** start of Text **

In the final inequality we used \({\textrm{Re}}[{\tilde{f}}(z_t, t) ] \eta _t^{-1} \le C ( \kappa _t + \eta _t)^{-1/2}\) (recall that \(t \ge s_*\)) if \( t> \delta /2\) and (3.18). If \(t < \delta /2\) then since \(t \ge s_*\) we have \(\kappa _t \ge c\) since \(t < t_i - \delta /2\) and so \(| {\textrm{Re}}[ {\tilde{f}}(z_t, t) ]| \eta _t^{-1}\) is bounded.

Now we have still to estimate the integral over \([t\wedge \delta /2, t]\) in the case that \(t_i > \delta \). Since this integral is 0 if \(t < \delta /2\) we may assume that \(t > \delta /2\). Then, using freely (3.18), we have,

$$\begin{aligned} \frac{N^{\varepsilon _1+\varepsilon /8}}{\eta _t}&\int _{\delta /2 \vee s_*}^t | {\textrm{Re}}[{\tilde{f}}(z_s, s) ] | B(z_s) {\textrm{d}}s \le \frac{C}{N} \frac{ N^{\varepsilon _1+\varepsilon /8} }{ \sqrt{ \kappa _t + \eta _t } } \int _{\delta /2 \vee s_*}^t \frac{ \eta _s}{ \sqrt{ \kappa _s + \eta _s } \eta _s^{3/2}}{\textrm{d}}s \nonumber \\&\le \frac{C}{N} \frac{N^{\varepsilon _1+\varepsilon /8}}{\sqrt{ \kappa _t + \eta _t } } \int _{\delta /2 \vee s_*}^t \frac{ | {\textrm{Re}}[ {\tilde{f}}(z_s, s) ]| }{\eta _s^{3/2}}{\textrm{d}}s \le \frac{C N^{\varepsilon _1+\varepsilon /8}}{N \sqrt{ \kappa _t + \eta _t} \sqrt{\eta _t}} \end{aligned}$$
(3.64)

** end of Text **
** start of Data excerpts **

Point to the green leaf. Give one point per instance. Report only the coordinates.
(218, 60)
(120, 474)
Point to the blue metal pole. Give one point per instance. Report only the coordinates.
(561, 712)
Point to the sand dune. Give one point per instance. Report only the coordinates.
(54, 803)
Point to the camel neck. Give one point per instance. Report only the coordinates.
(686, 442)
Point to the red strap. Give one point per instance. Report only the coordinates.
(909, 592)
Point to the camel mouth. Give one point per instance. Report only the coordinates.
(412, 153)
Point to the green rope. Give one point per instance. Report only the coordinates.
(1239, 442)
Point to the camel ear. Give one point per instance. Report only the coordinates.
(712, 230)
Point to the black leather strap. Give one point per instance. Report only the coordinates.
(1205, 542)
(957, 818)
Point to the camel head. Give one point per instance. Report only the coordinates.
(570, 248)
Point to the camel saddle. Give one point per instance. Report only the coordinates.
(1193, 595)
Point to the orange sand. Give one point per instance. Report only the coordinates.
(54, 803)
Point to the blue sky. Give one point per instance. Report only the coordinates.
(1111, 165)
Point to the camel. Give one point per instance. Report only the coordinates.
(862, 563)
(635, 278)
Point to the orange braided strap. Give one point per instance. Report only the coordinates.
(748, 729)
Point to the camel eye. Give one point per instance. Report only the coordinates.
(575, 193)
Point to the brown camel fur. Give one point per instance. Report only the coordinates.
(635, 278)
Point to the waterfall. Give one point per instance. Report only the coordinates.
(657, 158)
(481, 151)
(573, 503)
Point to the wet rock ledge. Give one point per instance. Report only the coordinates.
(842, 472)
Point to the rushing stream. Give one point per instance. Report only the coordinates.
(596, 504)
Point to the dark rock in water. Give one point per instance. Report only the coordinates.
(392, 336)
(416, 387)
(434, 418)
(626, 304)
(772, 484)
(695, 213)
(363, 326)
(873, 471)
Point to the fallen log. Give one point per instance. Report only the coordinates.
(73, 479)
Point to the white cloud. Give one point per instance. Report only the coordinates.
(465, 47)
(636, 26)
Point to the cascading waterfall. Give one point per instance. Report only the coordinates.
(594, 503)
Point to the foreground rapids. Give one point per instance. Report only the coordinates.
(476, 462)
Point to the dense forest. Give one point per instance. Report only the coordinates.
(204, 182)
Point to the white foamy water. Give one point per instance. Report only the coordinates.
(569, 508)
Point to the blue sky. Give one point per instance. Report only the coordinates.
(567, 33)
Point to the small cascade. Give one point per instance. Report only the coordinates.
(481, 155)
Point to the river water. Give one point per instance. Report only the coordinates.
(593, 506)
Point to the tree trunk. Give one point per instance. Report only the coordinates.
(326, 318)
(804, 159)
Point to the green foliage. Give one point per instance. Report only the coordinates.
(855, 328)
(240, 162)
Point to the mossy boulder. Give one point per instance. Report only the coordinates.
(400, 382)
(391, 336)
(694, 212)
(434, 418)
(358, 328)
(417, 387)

** end of Data excerpts **
** start of Data excerpts **

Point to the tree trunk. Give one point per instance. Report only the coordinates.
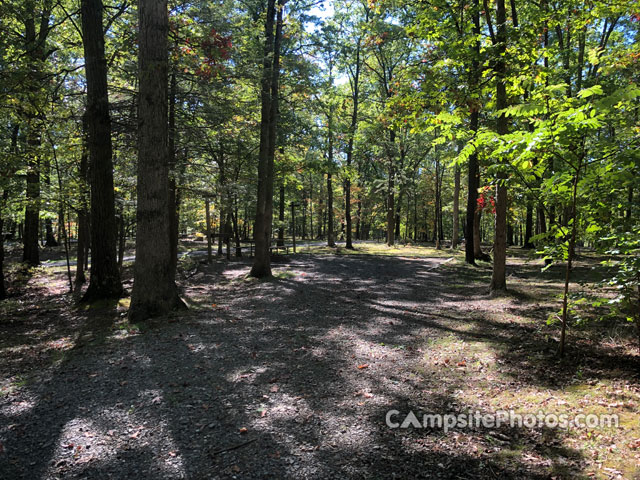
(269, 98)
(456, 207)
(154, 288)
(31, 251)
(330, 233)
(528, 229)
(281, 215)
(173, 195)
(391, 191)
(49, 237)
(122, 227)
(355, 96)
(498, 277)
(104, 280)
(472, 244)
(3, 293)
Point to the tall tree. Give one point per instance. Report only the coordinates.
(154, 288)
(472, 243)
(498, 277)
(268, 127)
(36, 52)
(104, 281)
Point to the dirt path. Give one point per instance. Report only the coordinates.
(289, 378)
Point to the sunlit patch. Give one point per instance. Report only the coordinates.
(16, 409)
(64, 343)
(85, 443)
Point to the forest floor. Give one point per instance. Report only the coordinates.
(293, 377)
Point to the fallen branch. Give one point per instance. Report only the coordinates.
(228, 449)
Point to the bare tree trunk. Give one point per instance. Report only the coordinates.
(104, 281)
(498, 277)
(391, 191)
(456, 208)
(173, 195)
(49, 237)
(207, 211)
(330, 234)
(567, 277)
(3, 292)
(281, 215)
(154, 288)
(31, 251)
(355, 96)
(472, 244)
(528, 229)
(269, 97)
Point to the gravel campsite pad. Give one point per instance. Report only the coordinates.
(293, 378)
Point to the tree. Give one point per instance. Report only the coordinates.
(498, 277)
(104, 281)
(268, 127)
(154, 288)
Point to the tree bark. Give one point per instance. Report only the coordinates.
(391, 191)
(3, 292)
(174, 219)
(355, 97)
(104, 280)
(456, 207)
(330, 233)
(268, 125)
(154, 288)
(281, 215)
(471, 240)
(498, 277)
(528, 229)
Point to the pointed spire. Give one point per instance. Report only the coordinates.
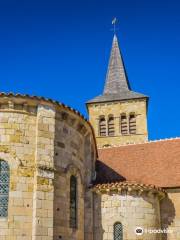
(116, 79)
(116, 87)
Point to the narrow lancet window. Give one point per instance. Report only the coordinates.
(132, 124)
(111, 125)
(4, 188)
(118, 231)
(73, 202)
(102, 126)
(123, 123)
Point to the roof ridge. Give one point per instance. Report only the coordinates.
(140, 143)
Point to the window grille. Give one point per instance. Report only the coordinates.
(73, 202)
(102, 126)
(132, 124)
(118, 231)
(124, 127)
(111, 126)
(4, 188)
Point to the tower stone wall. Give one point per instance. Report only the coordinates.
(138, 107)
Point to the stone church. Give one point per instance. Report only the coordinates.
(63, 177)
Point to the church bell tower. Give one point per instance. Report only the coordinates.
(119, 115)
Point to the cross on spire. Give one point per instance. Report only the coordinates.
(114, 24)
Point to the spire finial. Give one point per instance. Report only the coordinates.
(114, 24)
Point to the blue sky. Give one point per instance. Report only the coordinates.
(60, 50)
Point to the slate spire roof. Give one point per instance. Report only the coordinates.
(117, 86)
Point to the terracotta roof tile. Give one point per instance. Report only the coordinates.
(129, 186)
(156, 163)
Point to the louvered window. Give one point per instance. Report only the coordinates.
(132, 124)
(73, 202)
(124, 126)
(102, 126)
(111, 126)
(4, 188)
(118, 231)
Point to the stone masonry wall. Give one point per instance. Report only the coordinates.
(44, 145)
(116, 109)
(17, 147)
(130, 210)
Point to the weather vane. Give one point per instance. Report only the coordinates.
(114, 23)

** end of Data excerpts **
** start of Data excerpts **

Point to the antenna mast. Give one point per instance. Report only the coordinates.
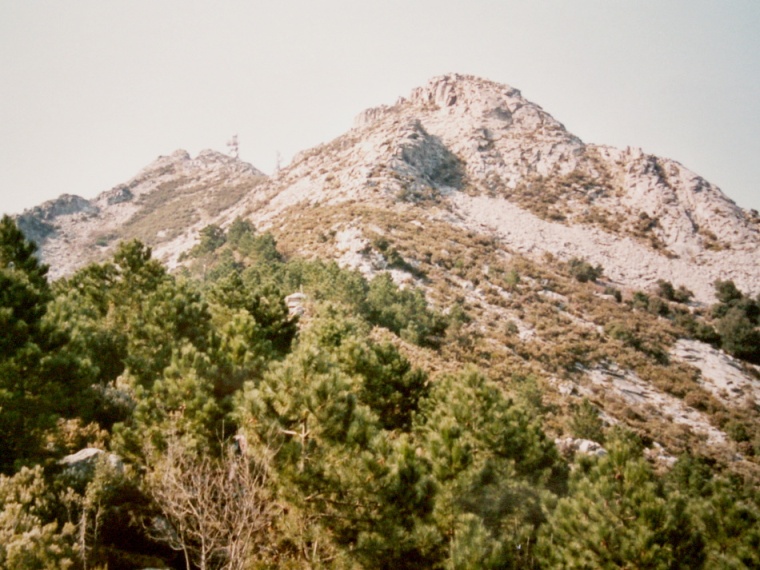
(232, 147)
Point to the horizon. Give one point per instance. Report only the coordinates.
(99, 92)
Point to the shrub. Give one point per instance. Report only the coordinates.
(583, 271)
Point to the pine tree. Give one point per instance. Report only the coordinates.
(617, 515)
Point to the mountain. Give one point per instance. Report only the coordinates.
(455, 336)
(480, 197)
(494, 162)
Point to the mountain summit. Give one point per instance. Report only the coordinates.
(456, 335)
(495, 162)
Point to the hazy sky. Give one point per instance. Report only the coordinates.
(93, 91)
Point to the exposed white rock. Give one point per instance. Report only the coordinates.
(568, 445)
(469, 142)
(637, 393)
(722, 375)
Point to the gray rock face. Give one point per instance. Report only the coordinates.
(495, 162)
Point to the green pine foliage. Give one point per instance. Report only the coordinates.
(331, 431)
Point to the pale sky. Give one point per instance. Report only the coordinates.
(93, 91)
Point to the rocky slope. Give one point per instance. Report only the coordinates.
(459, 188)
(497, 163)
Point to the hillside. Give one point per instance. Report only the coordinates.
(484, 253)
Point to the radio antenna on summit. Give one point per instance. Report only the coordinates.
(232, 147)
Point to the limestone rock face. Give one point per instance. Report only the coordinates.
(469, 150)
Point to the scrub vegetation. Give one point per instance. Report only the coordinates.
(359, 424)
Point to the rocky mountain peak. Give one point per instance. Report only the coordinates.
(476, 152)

** end of Data excerpts **

Stated exercise A:
In the inequality derivation, in which case must the integral over \([t\wedge \delta /2, t]\) still be estimated?
Stated exercise B:
Carry the inequality derivation forward past equation (3.64).

Task answer A:
In the case that \(t_i > \delta\).

Task answer B:
The integral over \([\delta /2, \delta /2 \vee s_*]\) contributes \(N^{\varepsilon _1+\varepsilon /8-1} ( \kappa _t + \eta _t)^{-1/2}\) because \(\eta _s \ge c\) here. Therefore, taking \(\varepsilon _1 < \varepsilon /100\) we see that we have proven that,

$$\begin{aligned} | f (z_t, t) - {\tilde{f}}(z_t, t) | \le C N^{23 \varepsilon /48} B(z_t) \ll N^{\varepsilon /2} B(z_t). \end{aligned}$$
(3.65)

on the event \(\Upsilon \). It follows that \(\tau = T\). \(\square \)

4 Cusp estimates

In this section we prove Theorem 1.6. We will use the following reverse time parameterization. We will denote by uppercase T, and S the usual forward time parameterization, so that we will consider S and T close to 4. We will the introduce,

$$\begin{aligned} T = 4 - t, \qquad S = 4 - s \end{aligned}$$
(4.1)

so that t and s will usually obey,

$$\begin{aligned} N^{-1/2+\delta } \le s, t \le \frac{1}{10}. \end{aligned}$$
(4.2)

We will often substitute in T or t into functions of time. When we write t it is understood that we are evaluating the function at \(4-t\). For example, the gap between edges is,

$$\begin{aligned} \Delta _t = \Delta _T = 2( \pi - \Theta _T) = \frac{1}{3} t^{3/2} ( 1 + {\mathcal {O}}(t) ). \end{aligned}$$
(4.3)

The proof of Theorem 1.6 is similar in structure to the proof of Theorem 1.4. We first establish analogues of the estimates proven there before proceeding to the main body of the proof.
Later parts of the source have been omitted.